● **Work item**
Run through the records and show each line that includes the string "palm".
★ ★ ★
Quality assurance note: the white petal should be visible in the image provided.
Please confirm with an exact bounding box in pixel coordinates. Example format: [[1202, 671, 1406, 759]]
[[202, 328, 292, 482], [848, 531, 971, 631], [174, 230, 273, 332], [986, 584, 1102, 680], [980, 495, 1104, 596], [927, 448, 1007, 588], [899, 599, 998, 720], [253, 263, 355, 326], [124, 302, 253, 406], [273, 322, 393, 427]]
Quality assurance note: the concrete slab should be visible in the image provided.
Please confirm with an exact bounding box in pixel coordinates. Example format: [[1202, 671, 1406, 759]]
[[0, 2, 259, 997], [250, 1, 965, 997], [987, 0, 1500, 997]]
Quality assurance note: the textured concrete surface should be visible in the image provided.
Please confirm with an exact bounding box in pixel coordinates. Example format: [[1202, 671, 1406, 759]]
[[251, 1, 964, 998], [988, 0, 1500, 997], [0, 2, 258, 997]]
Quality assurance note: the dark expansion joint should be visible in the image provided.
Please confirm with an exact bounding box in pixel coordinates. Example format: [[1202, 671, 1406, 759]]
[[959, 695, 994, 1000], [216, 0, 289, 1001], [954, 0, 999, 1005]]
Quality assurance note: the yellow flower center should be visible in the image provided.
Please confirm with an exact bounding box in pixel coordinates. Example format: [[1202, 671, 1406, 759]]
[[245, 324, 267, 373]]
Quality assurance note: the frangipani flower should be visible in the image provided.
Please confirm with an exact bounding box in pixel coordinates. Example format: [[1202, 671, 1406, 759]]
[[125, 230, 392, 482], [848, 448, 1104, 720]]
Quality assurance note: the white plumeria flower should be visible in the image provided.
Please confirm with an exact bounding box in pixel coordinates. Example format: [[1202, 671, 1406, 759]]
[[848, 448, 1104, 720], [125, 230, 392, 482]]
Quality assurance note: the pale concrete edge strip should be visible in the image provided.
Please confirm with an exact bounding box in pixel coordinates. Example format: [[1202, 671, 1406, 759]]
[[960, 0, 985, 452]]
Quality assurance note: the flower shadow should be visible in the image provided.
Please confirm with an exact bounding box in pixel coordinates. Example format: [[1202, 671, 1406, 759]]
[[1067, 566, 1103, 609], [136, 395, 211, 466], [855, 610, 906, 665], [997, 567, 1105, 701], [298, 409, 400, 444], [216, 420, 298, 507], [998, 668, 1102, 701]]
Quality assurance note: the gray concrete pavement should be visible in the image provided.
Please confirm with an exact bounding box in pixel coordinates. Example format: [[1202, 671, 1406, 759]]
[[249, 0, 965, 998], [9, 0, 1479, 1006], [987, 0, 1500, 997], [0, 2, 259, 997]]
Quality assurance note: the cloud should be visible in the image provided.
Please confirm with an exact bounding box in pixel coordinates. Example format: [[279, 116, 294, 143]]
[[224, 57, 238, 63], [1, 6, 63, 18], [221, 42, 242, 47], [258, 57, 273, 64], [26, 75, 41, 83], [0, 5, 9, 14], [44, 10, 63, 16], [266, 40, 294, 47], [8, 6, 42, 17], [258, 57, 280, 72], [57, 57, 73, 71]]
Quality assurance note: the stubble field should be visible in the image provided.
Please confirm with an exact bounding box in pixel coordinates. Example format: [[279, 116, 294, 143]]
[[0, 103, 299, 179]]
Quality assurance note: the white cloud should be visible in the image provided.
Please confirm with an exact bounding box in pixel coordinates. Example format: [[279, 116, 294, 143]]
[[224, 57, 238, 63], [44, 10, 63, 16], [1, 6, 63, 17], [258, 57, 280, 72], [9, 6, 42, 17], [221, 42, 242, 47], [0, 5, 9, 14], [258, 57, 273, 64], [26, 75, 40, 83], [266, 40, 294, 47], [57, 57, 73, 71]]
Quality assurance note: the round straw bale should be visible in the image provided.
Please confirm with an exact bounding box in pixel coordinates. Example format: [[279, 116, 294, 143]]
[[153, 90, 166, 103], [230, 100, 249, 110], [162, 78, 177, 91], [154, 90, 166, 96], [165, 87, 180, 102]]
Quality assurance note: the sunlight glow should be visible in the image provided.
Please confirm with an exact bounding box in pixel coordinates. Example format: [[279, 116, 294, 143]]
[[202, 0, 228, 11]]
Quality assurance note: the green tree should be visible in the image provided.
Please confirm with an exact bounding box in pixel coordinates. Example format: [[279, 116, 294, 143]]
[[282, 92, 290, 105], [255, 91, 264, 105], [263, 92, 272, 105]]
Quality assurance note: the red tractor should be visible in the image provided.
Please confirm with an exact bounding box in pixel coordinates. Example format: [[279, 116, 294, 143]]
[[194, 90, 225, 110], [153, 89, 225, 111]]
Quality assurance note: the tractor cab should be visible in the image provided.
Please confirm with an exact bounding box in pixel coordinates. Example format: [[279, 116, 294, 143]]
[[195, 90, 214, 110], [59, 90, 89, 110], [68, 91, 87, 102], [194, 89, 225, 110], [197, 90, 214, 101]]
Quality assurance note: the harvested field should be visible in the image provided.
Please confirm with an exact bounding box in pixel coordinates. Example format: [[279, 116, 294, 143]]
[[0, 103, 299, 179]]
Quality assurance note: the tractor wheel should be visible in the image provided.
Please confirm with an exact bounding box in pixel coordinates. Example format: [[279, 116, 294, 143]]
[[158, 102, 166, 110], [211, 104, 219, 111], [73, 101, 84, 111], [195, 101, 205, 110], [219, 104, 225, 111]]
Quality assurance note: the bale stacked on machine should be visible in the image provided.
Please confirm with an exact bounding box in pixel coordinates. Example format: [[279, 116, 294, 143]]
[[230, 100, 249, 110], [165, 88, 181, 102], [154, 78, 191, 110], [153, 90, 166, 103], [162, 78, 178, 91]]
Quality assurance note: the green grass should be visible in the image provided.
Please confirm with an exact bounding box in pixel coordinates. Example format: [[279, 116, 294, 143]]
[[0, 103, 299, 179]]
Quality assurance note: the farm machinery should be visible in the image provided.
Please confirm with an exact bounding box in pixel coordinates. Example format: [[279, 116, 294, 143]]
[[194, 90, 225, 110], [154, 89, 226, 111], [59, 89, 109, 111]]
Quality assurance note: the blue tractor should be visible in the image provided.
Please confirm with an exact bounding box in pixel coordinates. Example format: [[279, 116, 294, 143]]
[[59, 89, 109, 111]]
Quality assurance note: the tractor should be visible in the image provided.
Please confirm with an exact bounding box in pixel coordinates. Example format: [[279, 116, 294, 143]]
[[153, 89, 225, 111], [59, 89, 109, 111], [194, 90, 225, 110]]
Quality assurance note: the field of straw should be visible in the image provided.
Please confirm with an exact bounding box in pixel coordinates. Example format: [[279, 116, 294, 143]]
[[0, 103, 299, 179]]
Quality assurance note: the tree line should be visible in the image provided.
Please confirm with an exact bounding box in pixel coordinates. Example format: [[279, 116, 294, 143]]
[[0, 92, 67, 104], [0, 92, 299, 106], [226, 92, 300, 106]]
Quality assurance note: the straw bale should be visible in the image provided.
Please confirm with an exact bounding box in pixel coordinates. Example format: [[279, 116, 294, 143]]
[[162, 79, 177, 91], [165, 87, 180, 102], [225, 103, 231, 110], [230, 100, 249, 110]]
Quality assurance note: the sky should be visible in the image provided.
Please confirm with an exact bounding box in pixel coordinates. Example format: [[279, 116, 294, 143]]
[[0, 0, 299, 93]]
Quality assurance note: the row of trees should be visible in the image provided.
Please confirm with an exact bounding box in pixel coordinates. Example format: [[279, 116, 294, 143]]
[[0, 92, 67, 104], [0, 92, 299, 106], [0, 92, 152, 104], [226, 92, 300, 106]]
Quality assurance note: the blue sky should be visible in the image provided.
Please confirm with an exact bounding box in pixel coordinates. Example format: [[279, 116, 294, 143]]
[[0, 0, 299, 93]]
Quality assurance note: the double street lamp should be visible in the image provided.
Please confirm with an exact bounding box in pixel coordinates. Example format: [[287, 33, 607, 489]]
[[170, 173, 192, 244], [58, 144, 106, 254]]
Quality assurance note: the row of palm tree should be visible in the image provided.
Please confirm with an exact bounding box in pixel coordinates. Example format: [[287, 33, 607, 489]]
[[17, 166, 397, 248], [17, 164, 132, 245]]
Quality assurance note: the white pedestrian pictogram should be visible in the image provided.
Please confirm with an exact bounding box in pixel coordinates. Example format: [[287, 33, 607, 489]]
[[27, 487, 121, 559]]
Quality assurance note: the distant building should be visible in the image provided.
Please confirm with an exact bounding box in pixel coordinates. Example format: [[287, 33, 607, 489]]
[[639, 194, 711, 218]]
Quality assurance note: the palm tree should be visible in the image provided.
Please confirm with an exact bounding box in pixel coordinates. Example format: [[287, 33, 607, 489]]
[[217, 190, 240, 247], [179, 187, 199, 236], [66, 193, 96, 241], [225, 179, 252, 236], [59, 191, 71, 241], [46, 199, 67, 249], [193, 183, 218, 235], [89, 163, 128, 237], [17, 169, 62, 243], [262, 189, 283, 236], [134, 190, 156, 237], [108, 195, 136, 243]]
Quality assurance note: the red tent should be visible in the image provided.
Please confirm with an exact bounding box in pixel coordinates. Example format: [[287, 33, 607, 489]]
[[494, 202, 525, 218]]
★ ★ ★
● **Exercise solution**
Quality assurance note: the row of palm tree should be visible in the image provided.
Quality assurance note: the palm tree should be visible in the image provided.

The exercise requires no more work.